## begin Given information

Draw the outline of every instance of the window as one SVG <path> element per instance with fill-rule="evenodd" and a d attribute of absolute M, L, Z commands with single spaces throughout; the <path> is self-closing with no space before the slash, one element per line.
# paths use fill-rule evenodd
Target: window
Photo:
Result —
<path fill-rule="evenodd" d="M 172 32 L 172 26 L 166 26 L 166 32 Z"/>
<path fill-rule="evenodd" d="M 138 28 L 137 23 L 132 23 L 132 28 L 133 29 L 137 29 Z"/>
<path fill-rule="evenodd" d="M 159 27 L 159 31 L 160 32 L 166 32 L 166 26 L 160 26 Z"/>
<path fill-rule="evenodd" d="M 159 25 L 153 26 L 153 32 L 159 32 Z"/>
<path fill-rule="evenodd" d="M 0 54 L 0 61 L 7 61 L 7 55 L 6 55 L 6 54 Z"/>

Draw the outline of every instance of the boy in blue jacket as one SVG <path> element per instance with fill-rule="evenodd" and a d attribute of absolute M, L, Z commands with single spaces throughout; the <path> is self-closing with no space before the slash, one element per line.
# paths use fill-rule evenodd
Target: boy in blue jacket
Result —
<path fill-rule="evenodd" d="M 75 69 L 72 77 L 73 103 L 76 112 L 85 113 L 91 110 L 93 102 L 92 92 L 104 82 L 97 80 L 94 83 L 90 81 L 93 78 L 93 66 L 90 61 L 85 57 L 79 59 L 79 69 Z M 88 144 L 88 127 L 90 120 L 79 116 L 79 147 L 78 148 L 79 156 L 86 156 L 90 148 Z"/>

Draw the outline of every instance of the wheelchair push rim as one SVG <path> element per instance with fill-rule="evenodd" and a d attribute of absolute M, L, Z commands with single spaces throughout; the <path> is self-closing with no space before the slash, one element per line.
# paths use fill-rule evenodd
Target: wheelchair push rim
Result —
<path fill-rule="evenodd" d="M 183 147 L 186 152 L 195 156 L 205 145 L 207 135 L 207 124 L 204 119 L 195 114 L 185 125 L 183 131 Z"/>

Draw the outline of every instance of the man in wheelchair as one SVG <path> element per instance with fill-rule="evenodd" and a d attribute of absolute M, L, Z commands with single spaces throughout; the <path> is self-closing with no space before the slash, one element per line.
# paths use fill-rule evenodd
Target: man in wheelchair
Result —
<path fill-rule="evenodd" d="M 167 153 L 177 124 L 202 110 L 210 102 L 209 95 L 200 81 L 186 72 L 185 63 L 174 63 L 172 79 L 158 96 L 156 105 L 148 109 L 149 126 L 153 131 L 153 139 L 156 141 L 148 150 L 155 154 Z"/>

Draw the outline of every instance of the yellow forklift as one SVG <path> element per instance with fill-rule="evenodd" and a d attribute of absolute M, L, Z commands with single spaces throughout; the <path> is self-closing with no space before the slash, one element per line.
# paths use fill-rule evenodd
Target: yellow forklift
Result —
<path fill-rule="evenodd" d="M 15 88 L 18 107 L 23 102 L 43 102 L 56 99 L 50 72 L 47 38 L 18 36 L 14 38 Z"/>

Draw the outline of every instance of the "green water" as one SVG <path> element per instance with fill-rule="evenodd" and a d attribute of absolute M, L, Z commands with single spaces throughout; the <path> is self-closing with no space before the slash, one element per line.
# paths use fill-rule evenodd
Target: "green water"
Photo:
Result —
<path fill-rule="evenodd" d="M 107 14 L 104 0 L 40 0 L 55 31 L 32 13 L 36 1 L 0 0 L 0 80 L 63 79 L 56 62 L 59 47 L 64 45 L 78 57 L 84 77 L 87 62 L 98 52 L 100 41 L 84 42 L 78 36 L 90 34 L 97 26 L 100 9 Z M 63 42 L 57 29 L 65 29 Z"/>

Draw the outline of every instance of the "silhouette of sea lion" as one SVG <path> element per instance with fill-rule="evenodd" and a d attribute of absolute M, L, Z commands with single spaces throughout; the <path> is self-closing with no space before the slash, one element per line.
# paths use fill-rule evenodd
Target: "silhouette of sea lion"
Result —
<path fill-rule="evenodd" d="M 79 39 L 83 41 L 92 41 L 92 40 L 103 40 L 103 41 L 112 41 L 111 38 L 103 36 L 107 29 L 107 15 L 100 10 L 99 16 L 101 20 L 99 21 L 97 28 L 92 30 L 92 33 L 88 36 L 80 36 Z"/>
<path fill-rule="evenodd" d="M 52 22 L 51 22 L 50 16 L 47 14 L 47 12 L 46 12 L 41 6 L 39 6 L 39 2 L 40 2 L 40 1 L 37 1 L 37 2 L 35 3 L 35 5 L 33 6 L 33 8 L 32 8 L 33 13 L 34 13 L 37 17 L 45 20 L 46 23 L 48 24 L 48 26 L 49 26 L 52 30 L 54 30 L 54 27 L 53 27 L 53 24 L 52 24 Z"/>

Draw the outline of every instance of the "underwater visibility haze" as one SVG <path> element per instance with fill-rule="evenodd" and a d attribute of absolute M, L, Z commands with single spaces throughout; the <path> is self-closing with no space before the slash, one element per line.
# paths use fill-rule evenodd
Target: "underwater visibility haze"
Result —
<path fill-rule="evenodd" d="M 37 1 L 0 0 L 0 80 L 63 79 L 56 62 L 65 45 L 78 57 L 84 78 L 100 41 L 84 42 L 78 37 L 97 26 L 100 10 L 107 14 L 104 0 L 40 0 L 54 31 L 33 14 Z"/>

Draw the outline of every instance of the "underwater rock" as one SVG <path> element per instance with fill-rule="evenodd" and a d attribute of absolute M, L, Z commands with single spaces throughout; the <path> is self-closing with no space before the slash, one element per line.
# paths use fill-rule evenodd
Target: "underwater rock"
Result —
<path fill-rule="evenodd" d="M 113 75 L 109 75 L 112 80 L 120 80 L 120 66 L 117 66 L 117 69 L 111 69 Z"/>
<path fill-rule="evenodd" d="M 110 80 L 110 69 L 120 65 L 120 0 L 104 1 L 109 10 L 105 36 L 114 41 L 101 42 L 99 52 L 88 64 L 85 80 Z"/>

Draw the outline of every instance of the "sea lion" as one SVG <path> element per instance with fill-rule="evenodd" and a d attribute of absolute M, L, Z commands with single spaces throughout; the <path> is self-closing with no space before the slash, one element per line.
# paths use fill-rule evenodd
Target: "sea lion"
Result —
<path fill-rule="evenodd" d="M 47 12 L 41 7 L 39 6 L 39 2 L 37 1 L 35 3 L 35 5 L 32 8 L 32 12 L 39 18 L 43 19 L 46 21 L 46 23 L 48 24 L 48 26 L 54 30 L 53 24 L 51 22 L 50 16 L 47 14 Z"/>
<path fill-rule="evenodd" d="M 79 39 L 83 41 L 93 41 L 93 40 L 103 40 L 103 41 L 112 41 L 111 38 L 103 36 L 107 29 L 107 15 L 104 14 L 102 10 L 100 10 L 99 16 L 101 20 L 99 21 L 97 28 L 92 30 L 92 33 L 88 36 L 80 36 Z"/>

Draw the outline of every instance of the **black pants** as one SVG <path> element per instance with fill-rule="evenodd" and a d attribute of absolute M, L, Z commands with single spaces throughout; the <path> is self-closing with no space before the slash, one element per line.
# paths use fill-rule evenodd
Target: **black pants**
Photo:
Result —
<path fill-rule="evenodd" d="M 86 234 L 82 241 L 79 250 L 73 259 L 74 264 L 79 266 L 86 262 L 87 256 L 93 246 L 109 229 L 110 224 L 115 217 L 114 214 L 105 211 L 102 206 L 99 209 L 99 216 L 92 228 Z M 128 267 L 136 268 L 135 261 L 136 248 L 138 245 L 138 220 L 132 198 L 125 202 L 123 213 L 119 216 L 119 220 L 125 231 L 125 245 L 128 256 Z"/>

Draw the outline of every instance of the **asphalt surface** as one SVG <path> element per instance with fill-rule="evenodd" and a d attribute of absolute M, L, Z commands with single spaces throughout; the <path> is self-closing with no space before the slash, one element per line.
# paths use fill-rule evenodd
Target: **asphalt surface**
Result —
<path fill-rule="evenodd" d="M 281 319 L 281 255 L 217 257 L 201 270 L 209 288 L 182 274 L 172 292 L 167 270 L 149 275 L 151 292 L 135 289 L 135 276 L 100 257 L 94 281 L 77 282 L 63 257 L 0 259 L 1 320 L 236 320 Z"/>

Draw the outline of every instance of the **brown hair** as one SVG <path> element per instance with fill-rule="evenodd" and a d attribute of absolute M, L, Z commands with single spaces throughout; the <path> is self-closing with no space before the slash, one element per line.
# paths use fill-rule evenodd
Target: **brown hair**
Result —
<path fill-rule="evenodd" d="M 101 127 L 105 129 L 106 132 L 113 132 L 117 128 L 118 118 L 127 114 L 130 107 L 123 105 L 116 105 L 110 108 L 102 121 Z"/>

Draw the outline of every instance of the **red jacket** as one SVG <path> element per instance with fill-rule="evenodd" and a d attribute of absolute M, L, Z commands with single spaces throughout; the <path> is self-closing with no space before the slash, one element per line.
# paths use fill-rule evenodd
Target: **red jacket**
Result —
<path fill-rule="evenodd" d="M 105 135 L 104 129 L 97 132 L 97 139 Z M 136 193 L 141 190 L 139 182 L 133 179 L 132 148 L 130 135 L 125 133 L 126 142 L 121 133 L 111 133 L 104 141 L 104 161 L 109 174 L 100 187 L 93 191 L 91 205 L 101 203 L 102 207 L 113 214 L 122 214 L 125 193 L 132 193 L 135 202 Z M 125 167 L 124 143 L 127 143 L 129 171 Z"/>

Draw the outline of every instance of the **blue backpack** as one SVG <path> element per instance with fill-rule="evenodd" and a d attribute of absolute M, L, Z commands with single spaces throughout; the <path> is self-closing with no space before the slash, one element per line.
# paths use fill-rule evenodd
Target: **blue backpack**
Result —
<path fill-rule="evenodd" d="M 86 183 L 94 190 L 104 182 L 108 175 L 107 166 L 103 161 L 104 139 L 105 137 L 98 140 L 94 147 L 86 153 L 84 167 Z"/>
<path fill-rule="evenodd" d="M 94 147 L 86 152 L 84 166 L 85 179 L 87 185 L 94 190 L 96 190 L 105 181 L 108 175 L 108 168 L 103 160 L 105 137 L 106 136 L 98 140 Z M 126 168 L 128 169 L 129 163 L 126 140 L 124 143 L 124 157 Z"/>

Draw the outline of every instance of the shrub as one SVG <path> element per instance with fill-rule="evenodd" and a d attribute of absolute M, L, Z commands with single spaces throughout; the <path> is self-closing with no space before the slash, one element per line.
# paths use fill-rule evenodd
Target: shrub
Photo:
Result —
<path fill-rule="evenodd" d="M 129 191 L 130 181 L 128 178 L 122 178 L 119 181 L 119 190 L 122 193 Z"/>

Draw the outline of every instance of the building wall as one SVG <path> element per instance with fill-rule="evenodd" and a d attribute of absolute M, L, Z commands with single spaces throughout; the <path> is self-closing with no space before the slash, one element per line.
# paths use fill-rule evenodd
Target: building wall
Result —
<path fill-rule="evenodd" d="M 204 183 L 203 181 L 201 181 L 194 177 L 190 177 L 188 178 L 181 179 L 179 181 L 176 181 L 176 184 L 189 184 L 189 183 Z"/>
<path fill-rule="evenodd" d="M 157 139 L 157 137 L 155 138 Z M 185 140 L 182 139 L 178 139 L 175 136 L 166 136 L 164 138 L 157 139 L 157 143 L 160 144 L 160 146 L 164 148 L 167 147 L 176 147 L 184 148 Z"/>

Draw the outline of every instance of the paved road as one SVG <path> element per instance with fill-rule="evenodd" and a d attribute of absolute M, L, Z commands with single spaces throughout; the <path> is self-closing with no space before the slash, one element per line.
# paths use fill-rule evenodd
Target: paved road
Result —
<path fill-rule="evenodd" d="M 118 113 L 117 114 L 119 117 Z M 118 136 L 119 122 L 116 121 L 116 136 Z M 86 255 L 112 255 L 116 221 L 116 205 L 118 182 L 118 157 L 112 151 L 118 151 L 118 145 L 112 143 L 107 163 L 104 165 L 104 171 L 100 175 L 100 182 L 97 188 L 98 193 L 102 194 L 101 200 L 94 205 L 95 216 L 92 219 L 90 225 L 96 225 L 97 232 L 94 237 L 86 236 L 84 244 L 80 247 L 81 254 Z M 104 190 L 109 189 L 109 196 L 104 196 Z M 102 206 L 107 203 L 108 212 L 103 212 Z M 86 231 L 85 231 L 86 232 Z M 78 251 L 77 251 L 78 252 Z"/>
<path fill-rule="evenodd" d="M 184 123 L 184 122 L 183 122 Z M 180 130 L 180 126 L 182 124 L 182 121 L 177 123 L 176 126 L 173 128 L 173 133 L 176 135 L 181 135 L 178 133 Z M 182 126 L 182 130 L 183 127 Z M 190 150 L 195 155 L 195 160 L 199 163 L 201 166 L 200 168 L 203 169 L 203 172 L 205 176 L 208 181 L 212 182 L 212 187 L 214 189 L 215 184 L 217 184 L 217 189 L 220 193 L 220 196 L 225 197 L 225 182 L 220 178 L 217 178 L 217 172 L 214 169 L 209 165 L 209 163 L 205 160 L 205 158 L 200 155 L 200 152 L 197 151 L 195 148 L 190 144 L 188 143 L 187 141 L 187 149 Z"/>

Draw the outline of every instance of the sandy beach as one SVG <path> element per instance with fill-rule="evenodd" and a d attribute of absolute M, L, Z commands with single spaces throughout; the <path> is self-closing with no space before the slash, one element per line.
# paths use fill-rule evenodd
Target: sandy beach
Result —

## end Given information

:: Brief ::
Reproduce the listing word for word, starting at its first line and ending with the line that contains "0 54 L 0 61", including both of those lines.

:: Task solution ::
Draw the outline of every instance of the window as one SVG <path> element per instance with fill-rule="evenodd" and a d attribute of absolute M, L, Z commands with single spaces throughout; the <path> is self-closing with no space before the slash, one element per line.
# paths use fill-rule evenodd
Target: window
Photo:
Result —
<path fill-rule="evenodd" d="M 172 32 L 172 26 L 166 26 L 166 32 Z"/>
<path fill-rule="evenodd" d="M 138 28 L 137 23 L 132 23 L 132 28 L 133 29 L 137 29 Z"/>
<path fill-rule="evenodd" d="M 159 27 L 159 31 L 160 32 L 166 32 L 166 26 L 160 26 Z"/>
<path fill-rule="evenodd" d="M 159 25 L 153 26 L 153 32 L 159 32 Z"/>
<path fill-rule="evenodd" d="M 0 54 L 0 61 L 7 61 L 7 55 L 6 55 L 6 54 Z"/>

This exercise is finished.